#### DATA EXCERPTS

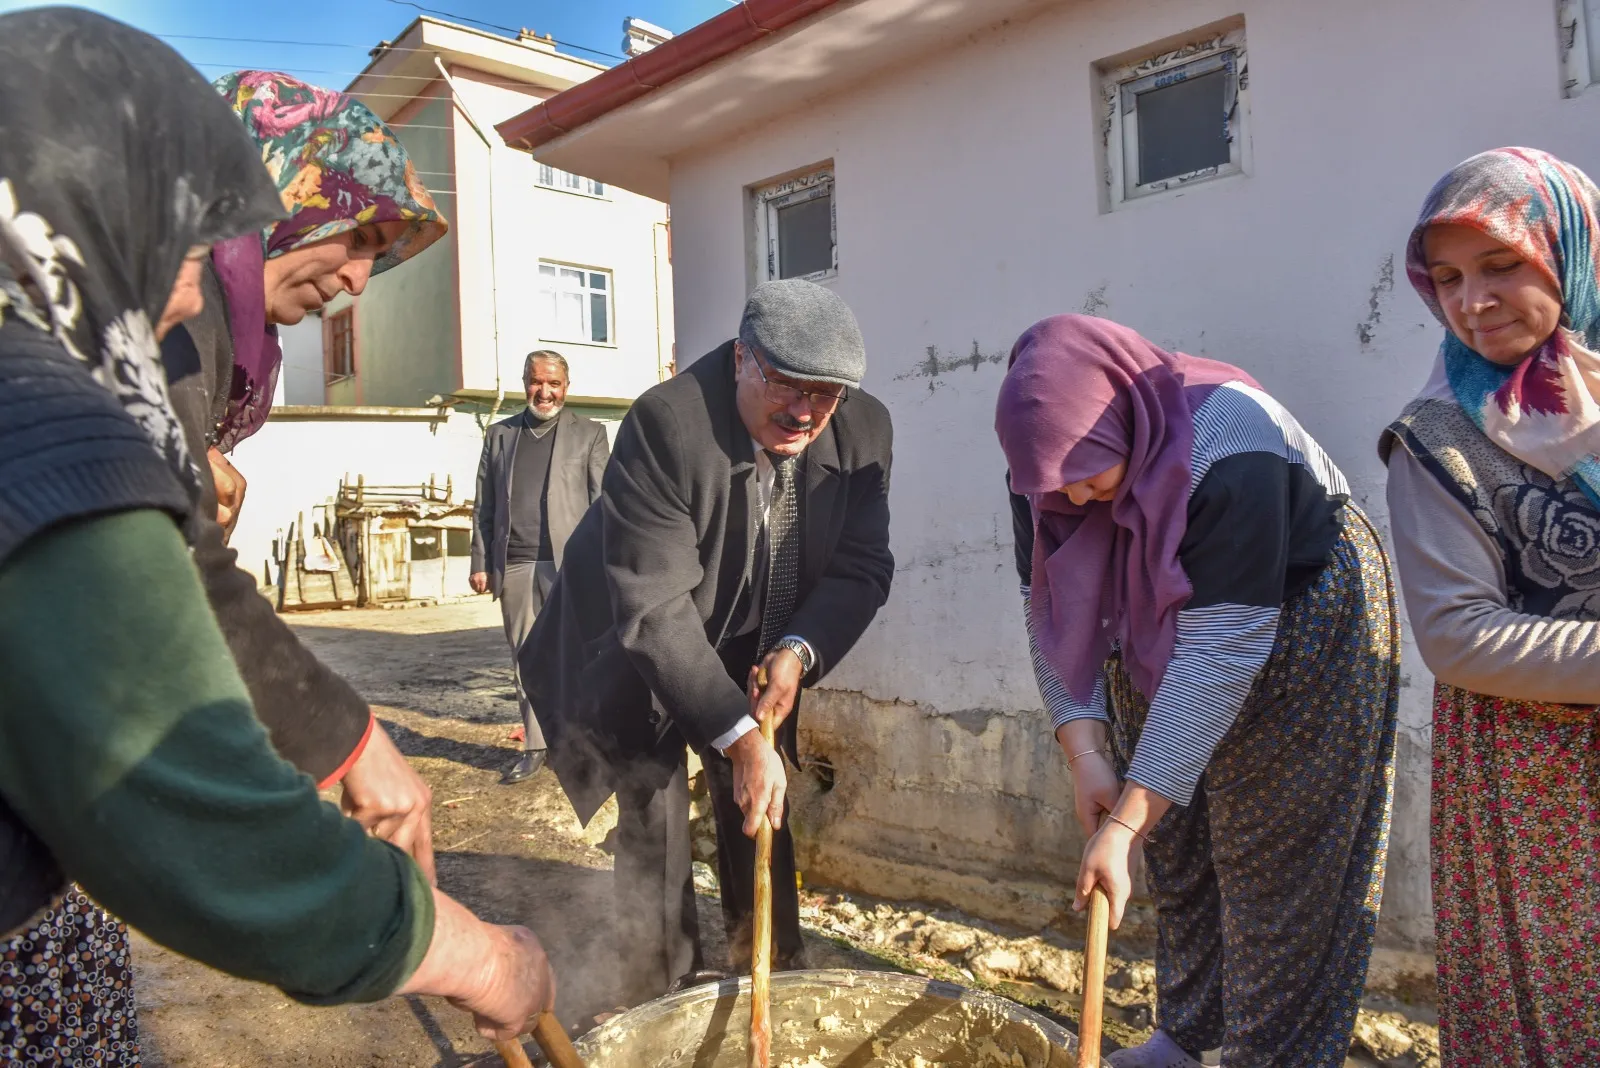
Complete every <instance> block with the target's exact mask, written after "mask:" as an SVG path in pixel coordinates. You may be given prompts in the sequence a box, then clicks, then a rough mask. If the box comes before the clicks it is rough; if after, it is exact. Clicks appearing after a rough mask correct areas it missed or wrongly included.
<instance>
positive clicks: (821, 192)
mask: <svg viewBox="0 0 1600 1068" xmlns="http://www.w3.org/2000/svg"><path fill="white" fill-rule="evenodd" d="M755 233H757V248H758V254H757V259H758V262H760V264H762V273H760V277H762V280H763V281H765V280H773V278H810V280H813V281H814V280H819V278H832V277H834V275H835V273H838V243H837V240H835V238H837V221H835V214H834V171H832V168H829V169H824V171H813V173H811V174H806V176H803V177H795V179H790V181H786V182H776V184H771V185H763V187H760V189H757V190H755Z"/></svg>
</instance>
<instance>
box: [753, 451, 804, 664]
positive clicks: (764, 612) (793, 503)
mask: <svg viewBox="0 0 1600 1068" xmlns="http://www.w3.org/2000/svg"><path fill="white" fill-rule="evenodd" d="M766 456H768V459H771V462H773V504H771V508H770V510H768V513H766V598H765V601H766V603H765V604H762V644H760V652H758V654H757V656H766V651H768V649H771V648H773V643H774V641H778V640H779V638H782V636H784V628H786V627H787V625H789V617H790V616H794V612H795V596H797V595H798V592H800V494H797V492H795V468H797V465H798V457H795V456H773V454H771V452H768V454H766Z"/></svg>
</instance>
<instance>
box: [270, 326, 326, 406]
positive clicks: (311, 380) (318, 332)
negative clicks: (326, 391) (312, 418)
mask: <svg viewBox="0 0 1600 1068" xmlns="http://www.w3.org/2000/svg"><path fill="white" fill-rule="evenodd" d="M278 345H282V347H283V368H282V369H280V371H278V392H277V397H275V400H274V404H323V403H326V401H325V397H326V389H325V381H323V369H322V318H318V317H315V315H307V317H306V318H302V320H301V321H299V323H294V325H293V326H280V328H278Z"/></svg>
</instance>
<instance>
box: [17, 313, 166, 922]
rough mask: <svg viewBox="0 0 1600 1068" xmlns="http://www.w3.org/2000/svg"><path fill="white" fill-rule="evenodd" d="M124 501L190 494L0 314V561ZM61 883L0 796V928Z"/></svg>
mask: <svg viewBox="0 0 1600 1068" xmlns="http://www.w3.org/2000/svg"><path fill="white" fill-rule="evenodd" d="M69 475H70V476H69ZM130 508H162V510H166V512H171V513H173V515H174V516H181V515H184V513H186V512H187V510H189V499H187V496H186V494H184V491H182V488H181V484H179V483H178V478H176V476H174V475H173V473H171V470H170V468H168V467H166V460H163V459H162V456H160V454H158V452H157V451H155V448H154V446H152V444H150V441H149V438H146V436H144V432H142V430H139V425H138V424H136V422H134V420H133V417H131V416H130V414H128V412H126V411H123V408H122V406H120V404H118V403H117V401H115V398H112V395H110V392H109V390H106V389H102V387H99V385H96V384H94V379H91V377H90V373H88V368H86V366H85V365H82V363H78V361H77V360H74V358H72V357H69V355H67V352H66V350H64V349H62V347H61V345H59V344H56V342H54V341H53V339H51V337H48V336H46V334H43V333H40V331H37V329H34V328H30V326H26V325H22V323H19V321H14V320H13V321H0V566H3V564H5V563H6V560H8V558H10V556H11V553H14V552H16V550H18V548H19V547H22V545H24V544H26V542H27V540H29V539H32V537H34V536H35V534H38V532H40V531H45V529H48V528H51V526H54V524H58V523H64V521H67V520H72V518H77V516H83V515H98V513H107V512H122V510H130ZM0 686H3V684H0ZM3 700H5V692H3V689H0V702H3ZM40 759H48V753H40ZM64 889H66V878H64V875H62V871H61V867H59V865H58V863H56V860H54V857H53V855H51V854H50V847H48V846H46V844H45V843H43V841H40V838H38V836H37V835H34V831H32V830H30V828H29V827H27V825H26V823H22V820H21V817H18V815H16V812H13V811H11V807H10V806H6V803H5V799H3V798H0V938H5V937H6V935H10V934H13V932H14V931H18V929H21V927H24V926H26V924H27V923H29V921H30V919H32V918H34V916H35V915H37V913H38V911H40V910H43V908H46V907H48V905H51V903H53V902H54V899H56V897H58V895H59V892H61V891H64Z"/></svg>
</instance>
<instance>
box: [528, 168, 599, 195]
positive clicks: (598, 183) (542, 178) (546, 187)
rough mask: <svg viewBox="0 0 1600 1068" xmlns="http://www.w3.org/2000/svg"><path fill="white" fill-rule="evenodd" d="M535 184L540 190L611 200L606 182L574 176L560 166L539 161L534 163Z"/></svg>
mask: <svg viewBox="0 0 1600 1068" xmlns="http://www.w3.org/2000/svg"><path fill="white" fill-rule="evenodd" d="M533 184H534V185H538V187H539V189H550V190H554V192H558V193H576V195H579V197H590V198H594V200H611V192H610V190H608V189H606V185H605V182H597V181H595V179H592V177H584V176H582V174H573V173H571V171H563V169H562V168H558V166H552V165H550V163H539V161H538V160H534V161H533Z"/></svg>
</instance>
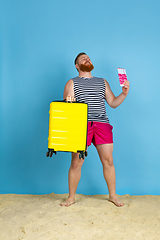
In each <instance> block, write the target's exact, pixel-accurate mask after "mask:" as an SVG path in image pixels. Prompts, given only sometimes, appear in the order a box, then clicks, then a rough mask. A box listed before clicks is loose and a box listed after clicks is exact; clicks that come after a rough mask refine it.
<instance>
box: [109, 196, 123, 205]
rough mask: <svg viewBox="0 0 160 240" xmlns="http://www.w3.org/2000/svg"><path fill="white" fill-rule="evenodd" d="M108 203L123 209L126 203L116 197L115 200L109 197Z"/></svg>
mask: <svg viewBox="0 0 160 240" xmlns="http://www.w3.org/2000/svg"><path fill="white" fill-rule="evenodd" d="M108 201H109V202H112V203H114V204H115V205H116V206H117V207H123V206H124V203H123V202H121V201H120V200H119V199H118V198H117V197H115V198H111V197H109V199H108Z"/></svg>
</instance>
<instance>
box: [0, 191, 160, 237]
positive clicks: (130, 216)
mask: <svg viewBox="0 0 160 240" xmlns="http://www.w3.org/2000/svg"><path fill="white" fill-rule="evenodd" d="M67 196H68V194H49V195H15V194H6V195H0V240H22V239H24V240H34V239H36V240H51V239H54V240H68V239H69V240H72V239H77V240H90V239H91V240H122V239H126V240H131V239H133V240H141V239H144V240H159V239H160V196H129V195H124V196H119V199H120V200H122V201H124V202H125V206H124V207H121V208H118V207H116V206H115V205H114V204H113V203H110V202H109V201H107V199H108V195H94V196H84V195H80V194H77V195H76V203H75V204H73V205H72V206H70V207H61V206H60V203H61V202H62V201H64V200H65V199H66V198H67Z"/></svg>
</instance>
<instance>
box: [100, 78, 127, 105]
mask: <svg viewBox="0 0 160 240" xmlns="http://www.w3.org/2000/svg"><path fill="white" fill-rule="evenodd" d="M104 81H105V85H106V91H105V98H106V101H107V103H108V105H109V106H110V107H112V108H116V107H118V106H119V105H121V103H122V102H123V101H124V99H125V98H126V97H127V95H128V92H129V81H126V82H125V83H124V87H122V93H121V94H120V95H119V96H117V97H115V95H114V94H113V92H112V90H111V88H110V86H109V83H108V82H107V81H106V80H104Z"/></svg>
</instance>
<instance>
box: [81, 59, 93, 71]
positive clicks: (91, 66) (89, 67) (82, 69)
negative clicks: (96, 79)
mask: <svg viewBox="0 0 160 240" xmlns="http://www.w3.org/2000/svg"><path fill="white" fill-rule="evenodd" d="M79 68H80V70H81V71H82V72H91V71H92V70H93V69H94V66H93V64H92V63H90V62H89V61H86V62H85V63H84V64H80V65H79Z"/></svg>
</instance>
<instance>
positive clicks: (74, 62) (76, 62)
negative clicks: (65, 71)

#### TASK INSTRUCTIONS
Which lines of the listing above contain the string "positive"? Pick out each of them and copy it in full.

#### ANSWER TO THE PROBLEM
positive clicks: (821, 192)
positive clicks: (764, 612) (793, 503)
positive clicks: (311, 380) (318, 332)
positive clicks: (598, 183) (542, 178) (546, 187)
positive clicks: (130, 216)
positive clicks: (91, 66) (89, 67) (82, 69)
positive clicks: (74, 62) (76, 62)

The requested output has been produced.